╔══

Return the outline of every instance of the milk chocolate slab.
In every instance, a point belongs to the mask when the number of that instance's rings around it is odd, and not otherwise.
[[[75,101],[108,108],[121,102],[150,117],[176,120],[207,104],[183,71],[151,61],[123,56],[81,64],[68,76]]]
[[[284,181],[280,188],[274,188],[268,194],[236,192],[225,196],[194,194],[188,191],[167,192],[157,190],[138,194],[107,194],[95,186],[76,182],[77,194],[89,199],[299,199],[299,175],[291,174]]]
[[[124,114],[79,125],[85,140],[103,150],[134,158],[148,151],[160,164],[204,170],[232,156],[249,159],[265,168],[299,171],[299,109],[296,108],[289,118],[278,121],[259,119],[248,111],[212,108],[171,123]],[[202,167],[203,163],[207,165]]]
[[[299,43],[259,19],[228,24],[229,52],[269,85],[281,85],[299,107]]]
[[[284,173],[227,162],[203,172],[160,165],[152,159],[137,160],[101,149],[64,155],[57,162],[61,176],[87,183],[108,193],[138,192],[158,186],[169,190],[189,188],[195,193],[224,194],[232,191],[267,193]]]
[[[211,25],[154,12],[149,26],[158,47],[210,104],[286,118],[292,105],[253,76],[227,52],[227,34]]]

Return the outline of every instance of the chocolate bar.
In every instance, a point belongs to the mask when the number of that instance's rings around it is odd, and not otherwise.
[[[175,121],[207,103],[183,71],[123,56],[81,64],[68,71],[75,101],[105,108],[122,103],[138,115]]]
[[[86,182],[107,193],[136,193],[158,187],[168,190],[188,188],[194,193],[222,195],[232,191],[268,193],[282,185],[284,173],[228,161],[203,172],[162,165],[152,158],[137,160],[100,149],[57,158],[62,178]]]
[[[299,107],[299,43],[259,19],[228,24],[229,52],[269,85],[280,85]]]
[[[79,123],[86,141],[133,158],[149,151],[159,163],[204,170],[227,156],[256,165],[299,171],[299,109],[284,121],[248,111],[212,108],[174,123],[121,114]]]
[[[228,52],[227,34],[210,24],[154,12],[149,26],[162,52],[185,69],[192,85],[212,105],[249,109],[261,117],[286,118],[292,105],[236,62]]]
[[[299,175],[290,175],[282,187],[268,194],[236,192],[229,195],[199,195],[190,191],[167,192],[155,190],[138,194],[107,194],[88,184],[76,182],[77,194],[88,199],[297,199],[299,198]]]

╚══
╔══

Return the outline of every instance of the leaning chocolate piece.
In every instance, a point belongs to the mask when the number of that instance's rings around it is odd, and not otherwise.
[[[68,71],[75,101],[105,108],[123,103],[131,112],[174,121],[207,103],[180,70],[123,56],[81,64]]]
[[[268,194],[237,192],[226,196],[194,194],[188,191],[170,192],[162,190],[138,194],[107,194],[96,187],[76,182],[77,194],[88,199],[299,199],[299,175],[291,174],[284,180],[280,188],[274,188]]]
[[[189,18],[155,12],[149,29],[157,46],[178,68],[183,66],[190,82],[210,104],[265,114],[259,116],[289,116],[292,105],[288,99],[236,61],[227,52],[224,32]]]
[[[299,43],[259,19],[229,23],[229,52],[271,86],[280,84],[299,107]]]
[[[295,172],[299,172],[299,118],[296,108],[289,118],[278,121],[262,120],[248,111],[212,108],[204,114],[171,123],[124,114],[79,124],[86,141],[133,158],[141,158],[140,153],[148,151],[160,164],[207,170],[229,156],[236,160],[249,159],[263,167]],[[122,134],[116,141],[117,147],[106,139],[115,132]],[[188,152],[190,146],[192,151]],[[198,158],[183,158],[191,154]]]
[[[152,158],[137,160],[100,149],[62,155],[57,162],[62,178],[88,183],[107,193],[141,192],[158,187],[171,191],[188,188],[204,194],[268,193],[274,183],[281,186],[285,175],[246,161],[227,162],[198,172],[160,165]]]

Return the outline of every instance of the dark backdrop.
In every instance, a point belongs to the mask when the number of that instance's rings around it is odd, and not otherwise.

╚══

:: EXERCISE TASK ::
How many lines in the data above contain the word "Return"? Reply with the number only.

:: SOLUTION ::
4